Task to complete:
Give only the number of lines in the records that include "pick".

==*==

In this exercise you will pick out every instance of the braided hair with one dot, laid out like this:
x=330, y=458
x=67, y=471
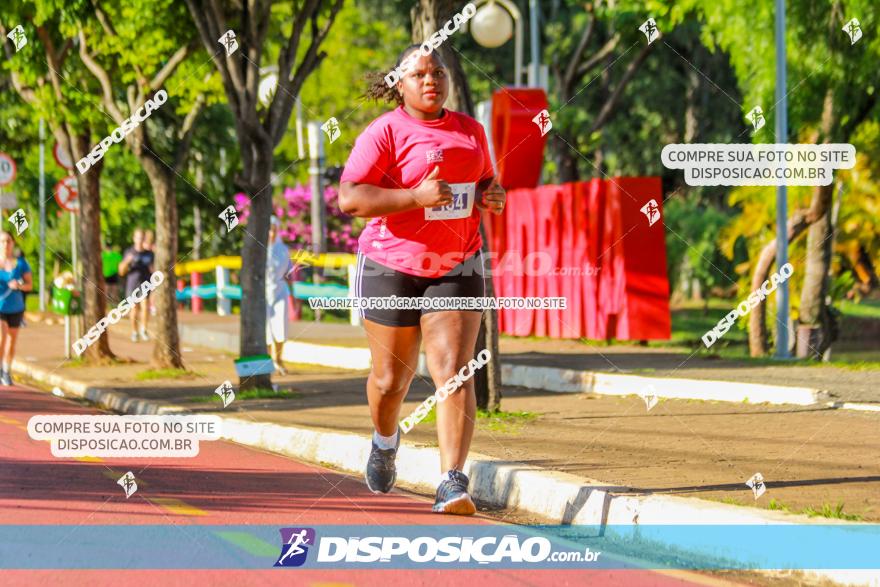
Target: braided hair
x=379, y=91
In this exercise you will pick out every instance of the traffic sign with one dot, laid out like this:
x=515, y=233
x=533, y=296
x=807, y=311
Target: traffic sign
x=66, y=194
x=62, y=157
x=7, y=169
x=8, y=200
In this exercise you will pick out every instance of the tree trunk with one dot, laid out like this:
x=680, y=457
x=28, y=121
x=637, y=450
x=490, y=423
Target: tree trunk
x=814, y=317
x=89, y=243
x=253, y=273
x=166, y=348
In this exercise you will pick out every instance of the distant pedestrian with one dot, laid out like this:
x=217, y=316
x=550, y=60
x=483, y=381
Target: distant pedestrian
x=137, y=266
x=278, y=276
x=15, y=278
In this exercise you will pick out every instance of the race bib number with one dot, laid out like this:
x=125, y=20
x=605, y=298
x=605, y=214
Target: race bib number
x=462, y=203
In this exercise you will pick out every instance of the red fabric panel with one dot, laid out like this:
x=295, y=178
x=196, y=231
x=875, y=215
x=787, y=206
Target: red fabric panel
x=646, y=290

==*==

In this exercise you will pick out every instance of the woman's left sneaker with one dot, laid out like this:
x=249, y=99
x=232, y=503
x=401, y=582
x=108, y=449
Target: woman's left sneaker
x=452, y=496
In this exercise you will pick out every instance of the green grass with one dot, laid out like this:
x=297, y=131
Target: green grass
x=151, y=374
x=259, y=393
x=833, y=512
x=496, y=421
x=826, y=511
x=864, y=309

==*==

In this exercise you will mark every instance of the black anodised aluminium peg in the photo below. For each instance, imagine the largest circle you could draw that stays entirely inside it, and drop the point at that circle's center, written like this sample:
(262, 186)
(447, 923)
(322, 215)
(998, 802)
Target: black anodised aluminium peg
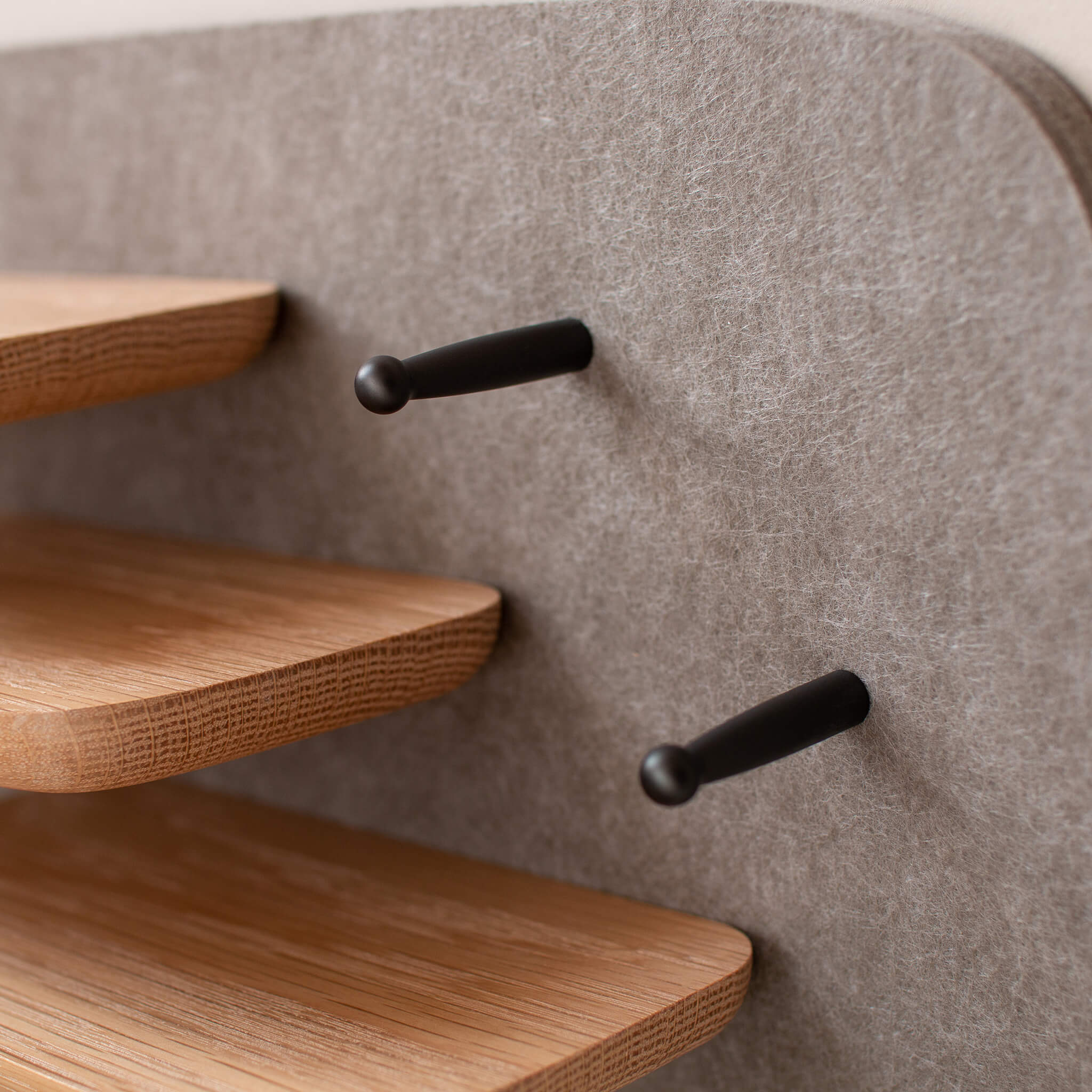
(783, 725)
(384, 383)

==*==

Answer below:
8